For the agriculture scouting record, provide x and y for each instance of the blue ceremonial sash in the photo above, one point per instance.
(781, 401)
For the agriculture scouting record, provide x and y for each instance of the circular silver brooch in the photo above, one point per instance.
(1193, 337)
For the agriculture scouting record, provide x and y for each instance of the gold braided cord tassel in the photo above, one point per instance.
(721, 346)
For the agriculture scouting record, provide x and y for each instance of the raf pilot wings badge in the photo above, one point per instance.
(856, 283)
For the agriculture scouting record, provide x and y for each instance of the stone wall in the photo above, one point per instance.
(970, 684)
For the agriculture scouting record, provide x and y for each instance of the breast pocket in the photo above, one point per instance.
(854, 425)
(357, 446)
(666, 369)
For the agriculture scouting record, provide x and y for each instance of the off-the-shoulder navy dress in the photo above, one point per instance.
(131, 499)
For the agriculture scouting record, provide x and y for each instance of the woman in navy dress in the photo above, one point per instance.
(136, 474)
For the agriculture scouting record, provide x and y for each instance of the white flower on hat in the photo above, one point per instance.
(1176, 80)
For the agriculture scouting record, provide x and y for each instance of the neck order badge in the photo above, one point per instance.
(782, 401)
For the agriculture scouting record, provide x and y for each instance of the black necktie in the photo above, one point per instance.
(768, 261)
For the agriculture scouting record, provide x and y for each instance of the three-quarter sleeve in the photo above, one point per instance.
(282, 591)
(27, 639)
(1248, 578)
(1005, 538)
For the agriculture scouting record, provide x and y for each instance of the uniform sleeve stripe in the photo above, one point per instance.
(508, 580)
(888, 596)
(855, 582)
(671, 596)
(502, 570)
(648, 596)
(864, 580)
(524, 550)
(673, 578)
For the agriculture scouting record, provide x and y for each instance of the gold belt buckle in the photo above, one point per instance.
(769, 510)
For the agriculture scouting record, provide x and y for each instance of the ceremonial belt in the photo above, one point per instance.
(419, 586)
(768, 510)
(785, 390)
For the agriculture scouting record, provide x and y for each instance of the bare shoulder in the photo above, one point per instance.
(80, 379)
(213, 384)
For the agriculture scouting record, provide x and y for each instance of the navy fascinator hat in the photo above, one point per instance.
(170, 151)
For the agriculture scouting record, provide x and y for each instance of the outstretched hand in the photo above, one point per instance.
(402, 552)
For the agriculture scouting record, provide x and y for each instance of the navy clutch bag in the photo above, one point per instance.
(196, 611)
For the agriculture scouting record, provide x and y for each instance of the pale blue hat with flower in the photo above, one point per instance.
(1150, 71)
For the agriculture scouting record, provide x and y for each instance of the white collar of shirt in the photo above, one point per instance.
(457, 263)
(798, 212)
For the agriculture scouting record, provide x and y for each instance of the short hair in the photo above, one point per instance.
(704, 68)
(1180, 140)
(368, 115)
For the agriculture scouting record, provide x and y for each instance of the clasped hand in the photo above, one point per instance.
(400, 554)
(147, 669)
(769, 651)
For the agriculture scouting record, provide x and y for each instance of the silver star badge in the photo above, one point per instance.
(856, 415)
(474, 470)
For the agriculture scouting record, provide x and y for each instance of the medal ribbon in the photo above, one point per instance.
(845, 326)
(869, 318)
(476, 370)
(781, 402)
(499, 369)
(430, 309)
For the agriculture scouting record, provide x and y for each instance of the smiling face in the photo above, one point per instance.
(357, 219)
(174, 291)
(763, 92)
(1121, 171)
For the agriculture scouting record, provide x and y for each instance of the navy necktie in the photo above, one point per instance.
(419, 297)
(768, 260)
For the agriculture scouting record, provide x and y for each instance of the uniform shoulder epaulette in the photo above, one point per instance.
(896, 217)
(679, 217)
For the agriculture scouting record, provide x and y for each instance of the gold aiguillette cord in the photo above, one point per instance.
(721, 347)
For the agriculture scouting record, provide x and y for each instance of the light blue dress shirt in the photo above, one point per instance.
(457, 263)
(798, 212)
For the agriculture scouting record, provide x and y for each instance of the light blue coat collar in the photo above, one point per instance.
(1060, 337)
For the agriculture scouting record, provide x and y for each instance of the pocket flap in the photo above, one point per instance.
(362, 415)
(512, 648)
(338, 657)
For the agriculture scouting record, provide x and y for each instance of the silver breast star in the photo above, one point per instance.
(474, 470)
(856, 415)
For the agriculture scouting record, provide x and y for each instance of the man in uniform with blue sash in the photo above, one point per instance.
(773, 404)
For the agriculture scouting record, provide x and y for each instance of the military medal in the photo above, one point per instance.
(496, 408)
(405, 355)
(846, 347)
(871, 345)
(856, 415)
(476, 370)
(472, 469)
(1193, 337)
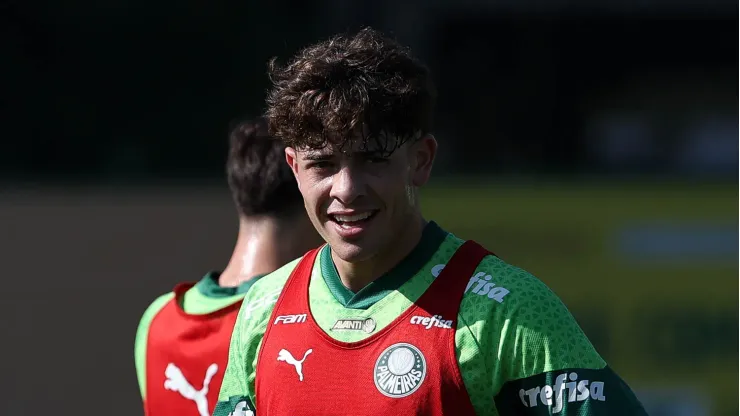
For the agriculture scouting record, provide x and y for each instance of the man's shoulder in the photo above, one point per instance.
(153, 309)
(502, 291)
(262, 296)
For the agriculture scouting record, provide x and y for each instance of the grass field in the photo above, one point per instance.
(649, 270)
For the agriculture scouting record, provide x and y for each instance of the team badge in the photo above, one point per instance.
(400, 370)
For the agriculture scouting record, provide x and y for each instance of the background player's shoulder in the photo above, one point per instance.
(151, 311)
(142, 334)
(263, 295)
(273, 281)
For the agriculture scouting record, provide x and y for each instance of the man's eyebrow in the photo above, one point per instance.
(316, 156)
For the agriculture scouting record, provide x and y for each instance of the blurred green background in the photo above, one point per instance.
(591, 142)
(648, 269)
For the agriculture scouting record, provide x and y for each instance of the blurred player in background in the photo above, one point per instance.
(183, 338)
(394, 315)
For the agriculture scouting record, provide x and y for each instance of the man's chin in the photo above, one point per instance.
(350, 251)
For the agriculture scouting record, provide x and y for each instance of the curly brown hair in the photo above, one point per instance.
(365, 87)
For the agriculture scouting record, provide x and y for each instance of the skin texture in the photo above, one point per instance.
(266, 243)
(357, 180)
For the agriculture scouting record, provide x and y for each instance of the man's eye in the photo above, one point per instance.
(320, 165)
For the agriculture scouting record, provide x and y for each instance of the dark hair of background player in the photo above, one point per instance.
(261, 182)
(365, 83)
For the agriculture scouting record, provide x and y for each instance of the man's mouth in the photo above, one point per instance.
(352, 220)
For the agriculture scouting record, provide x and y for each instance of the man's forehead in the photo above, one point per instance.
(351, 147)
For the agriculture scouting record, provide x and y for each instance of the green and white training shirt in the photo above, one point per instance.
(515, 341)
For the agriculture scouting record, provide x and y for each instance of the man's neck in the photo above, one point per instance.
(257, 252)
(356, 276)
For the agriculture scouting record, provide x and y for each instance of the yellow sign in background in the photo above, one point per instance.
(649, 270)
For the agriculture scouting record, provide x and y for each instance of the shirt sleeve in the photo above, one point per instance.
(547, 365)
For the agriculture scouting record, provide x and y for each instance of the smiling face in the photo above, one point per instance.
(360, 200)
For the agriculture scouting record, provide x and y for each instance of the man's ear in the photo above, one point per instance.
(423, 153)
(291, 156)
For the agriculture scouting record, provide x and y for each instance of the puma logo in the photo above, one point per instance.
(177, 382)
(286, 356)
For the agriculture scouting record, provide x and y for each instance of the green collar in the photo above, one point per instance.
(430, 241)
(208, 286)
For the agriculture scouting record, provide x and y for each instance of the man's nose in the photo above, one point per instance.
(347, 185)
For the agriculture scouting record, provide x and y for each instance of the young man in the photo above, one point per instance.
(183, 338)
(394, 315)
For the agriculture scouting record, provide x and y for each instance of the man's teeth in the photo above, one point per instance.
(352, 218)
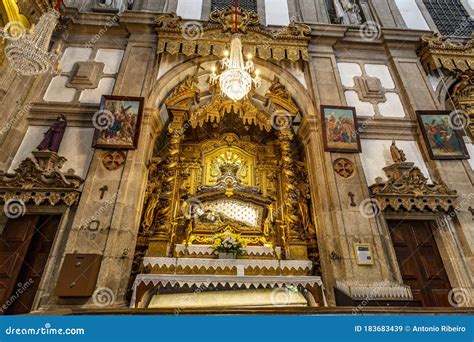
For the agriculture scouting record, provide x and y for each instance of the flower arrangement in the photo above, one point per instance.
(229, 243)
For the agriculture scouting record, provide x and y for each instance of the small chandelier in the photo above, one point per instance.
(28, 54)
(236, 79)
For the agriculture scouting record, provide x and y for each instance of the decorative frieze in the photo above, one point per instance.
(40, 181)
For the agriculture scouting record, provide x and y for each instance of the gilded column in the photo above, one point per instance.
(295, 245)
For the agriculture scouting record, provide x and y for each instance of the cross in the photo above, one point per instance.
(103, 190)
(351, 195)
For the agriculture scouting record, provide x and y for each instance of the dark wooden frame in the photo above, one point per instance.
(324, 130)
(419, 114)
(105, 98)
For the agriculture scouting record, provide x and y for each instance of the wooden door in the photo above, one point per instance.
(25, 244)
(420, 262)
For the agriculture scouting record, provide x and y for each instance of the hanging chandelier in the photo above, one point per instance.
(236, 77)
(28, 53)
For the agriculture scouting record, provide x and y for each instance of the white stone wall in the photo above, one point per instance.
(376, 155)
(392, 107)
(411, 14)
(75, 147)
(276, 12)
(189, 9)
(57, 90)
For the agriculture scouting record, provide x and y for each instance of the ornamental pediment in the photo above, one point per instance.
(176, 35)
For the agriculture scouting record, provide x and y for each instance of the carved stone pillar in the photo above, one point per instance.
(295, 245)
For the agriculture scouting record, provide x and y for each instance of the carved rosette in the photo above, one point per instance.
(40, 181)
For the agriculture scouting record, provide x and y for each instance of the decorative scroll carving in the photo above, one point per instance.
(212, 38)
(344, 167)
(226, 18)
(40, 180)
(408, 188)
(438, 51)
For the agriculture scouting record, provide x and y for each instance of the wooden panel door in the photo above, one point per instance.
(420, 262)
(14, 243)
(25, 244)
(34, 263)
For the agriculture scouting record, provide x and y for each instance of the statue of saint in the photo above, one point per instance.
(54, 135)
(347, 12)
(398, 155)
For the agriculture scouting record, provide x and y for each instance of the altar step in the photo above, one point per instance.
(237, 267)
(201, 291)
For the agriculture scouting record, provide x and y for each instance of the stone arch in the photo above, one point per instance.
(178, 73)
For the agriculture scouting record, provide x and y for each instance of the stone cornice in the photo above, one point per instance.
(78, 115)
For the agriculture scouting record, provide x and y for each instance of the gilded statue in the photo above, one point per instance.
(152, 194)
(398, 156)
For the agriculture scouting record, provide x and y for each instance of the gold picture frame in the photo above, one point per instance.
(363, 253)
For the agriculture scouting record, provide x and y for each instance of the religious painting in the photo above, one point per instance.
(340, 129)
(442, 138)
(118, 122)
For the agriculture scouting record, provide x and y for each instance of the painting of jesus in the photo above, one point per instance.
(117, 122)
(442, 136)
(340, 129)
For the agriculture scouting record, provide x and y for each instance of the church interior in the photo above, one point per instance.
(266, 156)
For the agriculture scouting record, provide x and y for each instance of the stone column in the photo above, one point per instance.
(338, 223)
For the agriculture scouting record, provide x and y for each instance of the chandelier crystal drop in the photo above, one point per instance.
(28, 54)
(238, 77)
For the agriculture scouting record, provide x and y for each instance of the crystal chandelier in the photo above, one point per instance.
(28, 53)
(236, 79)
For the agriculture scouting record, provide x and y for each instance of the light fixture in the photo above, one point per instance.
(28, 53)
(237, 77)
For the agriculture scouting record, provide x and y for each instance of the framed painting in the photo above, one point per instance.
(442, 138)
(118, 122)
(340, 129)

====================

Using the material above, extract the line that contains "of the chandelier" and every line after it, exactly as given; stop at the last line.

▶ **Answer to the exercise**
For the agriculture scouting record, provide x and y for each instance of the chandelier crystal drop in the photo above, one point per instance.
(28, 54)
(238, 77)
For the agriculture scouting record, provide x and y for each instance of the crystal chandelier in the photo above, one point per instance.
(28, 53)
(236, 79)
For the agriculture scouting record, provide x and y for each instance of the light fixture in the photo above, one point per instance.
(28, 53)
(237, 77)
For the agriculture scouting record, provide x and y for each instance of the framed painting in the photo above, one point per instance.
(442, 138)
(118, 122)
(340, 129)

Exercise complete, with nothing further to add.